What the exercise asks: Please reproduce the entries below exactly, starting at the first line and ending with the line that holds "negative clicks: (476, 506)".

Saved entries
★ ★ ★ ★ ★ ★ ★
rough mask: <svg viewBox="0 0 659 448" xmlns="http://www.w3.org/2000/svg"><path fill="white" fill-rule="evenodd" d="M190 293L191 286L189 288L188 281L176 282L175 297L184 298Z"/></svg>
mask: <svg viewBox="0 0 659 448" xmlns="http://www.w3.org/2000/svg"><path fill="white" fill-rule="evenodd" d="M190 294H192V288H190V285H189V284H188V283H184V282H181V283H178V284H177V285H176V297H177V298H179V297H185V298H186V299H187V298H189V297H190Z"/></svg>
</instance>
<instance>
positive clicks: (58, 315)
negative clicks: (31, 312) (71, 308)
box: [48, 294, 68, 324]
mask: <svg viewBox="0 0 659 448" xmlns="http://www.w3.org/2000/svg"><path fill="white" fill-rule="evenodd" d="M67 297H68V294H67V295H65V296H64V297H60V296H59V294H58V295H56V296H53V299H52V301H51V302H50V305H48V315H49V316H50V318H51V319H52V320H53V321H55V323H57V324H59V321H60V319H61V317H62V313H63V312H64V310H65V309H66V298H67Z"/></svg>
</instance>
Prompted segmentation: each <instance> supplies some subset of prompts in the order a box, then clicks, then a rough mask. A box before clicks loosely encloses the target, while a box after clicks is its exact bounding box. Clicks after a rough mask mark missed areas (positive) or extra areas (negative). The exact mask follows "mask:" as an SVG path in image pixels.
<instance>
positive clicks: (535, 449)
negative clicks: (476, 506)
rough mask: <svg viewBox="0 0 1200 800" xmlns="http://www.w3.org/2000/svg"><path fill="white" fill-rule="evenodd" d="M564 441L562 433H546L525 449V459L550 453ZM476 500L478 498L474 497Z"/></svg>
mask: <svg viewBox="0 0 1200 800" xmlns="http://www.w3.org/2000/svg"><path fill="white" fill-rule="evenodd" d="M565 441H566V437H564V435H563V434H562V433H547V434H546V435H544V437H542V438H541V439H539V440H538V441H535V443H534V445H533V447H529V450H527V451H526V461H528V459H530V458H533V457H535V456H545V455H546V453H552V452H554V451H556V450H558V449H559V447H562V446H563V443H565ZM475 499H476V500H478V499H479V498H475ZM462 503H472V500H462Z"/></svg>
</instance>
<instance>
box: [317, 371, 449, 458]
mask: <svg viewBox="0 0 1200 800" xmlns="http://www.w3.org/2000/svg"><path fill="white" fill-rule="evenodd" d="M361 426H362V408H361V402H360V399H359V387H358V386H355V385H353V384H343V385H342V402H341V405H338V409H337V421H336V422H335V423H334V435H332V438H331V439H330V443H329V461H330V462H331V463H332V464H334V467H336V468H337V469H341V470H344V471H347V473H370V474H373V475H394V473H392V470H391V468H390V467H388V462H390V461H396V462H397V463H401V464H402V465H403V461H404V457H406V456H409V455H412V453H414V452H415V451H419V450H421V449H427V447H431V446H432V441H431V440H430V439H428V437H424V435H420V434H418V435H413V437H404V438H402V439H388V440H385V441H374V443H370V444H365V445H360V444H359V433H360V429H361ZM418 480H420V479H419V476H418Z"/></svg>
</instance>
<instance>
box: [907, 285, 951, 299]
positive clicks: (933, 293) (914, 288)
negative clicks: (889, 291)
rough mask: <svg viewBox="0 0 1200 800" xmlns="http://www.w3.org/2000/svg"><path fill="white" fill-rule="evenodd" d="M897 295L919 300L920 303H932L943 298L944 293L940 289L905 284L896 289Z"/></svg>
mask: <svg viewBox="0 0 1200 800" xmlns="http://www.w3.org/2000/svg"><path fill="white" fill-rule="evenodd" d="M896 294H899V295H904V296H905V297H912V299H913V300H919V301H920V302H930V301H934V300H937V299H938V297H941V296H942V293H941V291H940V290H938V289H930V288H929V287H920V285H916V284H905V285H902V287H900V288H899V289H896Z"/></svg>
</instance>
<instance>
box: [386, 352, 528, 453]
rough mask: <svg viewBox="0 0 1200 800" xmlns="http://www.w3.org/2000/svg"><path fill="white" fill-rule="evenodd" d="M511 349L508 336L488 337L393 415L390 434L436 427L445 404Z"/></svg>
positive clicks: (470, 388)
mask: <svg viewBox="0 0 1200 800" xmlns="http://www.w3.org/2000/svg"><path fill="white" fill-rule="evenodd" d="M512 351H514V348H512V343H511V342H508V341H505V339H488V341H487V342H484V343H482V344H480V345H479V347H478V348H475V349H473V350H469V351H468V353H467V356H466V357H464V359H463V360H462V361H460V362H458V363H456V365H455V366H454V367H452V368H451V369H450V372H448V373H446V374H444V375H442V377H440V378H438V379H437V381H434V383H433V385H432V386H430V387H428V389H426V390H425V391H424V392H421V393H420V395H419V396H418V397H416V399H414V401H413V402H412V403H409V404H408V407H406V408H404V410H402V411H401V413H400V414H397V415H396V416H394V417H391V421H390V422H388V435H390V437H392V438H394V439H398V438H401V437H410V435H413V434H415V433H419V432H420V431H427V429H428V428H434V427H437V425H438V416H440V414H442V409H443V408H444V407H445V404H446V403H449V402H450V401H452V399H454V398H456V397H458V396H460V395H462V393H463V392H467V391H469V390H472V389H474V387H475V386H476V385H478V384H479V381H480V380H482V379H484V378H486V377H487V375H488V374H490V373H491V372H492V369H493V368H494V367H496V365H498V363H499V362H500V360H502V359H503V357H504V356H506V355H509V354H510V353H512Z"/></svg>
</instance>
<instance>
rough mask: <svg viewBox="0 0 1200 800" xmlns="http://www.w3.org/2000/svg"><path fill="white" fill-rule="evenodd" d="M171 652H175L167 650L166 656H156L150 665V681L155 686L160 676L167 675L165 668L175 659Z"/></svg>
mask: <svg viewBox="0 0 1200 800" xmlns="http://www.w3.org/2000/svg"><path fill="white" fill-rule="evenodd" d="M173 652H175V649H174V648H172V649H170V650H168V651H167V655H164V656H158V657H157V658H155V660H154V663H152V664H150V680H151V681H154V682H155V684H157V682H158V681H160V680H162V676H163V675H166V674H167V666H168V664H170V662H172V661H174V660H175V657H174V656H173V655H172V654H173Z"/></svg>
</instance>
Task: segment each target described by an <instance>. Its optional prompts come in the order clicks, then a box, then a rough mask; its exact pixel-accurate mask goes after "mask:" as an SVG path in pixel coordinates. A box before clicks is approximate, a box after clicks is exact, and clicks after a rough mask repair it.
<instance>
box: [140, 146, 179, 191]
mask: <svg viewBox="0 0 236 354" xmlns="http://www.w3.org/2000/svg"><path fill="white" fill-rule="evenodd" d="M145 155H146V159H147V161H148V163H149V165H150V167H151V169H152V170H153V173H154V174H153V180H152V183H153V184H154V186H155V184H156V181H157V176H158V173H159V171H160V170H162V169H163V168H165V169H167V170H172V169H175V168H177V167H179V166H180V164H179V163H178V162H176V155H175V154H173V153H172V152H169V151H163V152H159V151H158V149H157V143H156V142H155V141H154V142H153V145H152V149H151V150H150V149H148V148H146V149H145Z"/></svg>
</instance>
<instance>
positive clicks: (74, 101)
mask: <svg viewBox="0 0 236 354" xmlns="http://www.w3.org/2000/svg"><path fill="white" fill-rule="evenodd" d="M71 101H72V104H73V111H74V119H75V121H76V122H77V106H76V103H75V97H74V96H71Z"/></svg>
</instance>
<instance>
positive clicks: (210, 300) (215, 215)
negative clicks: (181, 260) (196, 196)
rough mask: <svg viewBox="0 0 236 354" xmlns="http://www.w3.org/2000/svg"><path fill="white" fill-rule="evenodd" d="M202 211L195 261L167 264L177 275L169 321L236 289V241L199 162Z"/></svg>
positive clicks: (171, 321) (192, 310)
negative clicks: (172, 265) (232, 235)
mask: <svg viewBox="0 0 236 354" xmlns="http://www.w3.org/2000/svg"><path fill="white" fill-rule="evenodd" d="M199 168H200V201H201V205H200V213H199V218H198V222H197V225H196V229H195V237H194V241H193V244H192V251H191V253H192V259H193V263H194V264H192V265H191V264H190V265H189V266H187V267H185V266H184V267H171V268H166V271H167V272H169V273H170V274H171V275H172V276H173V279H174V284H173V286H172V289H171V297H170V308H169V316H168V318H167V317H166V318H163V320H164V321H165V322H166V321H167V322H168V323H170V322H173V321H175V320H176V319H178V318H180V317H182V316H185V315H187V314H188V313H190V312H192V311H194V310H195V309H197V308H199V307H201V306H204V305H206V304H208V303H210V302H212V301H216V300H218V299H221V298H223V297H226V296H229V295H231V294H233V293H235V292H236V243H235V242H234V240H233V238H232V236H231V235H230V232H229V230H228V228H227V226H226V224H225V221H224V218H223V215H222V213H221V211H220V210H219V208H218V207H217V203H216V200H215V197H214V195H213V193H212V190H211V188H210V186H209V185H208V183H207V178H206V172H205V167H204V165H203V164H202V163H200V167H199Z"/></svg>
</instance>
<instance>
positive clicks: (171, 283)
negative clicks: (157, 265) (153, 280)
★ ★ ★ ★ ★ ★ ★
Answer to the exercise:
rough mask: <svg viewBox="0 0 659 448" xmlns="http://www.w3.org/2000/svg"><path fill="white" fill-rule="evenodd" d="M190 293L191 286L189 288L188 281L176 282L175 297L184 298Z"/></svg>
mask: <svg viewBox="0 0 659 448" xmlns="http://www.w3.org/2000/svg"><path fill="white" fill-rule="evenodd" d="M190 294H192V288H190V285H189V284H188V283H184V282H181V283H178V284H177V285H176V297H177V298H179V297H185V298H186V299H187V298H189V297H190Z"/></svg>
</instance>
<instance>
positive clicks: (58, 315)
negative clicks: (31, 312) (71, 308)
box: [48, 294, 68, 324]
mask: <svg viewBox="0 0 659 448" xmlns="http://www.w3.org/2000/svg"><path fill="white" fill-rule="evenodd" d="M67 297H68V294H67V295H65V296H64V297H60V296H59V294H58V295H56V296H53V299H52V301H51V302H50V305H48V315H49V316H50V318H51V319H52V320H53V321H55V323H57V324H59V321H60V319H61V317H62V313H63V312H64V310H65V309H66V298H67Z"/></svg>
</instance>
Prompted segmentation: each <instance> supplies some subset of prompts in the order a box, then clicks, then a rough mask. A box before clicks loosely encloses the target, while a box after clicks is its exact bounding box. Clicks after a rough mask mark missed areas (positive) or extra areas (negative). The exact mask follows "mask:" as an SVG path in image pixels.
<instance>
positive clicks: (535, 449)
negative clicks: (476, 506)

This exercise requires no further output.